▸ **Tasks to perform**
1. List every module brought in by an import statement in the variational inference notebook excerpt.
2. Pick up the variational inference notebook excerpt right after its final line and keep writing the code.

▸ **Extract provided**
Make sure you fill in any place that says `YOUR CODE HERE` or "YOUR ANSWER HERE", as well as your name and collaborators below:

In [4]:
NAME = "PML TuT  7"
COLLABORATORS = "Aditya Dhall AAkash Rajpal"

---

# Tutorial 7: Variational Inference

In [5]:
import numpy as np
from sklearn.datasets import make_blobs
import matplotlib.pyplot as plt
import seaborn as sns
%matplotlib notebook

In [6]:
import warnings
warnings.filterwarnings('ignore')

## Exercise 1: Implementing a Gaussian Mixture Model with VI

**1.1 Generate a synthetic dataset from a GMM with $3$ clusters and $1000$ datapoint per cluster.**

First we set the parameters of the GMM we want to generate data from.

In [7]:
centers = [0., 1., 5.]
cluster_std = 1.

K = 3
SAMPLE = 1000        # number of points extracted per cluster

In [8]:
#centers_new = [1., 5.]
def generate_data(centers, std, num_samples):
    """
    Generates data from a K=len(centers) GMM where the i-th cluster is a N(centers[i], std) 
    and num_samples samples is generated from it. 
    
    Returns a numpy array of shape (len(centers) * num_samples,)
    """
    # YOUR CODE HERE
    num_clusters = len(centers)

▸ **Dataset content**
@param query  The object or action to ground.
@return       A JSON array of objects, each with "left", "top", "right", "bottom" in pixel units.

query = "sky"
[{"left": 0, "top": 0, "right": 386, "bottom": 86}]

▸ **Results by task**
1. numpy, sklearn.datasets, matplotlib.pyplot, seaborn, warnings

2.
    data = np.random.normal(loc=centers[0], scale=1, size=num_samples)
    for i, mu in enumerate(centers[1:]):
        data = np.append(data, np.random.normal(loc=mu, scale=1, size=num_samples))
    return data
    raise NotImplementedError()

X = generate_data(centers, cluster_std, SAMPLE)
#X = np.array(X_new)
assert X.shape == (K * SAMPLE,)

X[:10]

array([ 1.39323532, -0.00227649,  1.27126397,  0.13889173,  1.23590933,
        1.2491468 , -1.68006438, -0.82006388,  0.47286118,  0.99839276])

In [9]:
fig, ax = plt.subplots(figsize=(10, 4))
sns.distplot(X[:SAMPLE], ax=ax, rug=True)
sns.distplot(X[SAMPLE:SAMPLE*2], ax=ax, rug=True)
sns.distplot(X[SAMPLE*2:], ax=ax, rug=True)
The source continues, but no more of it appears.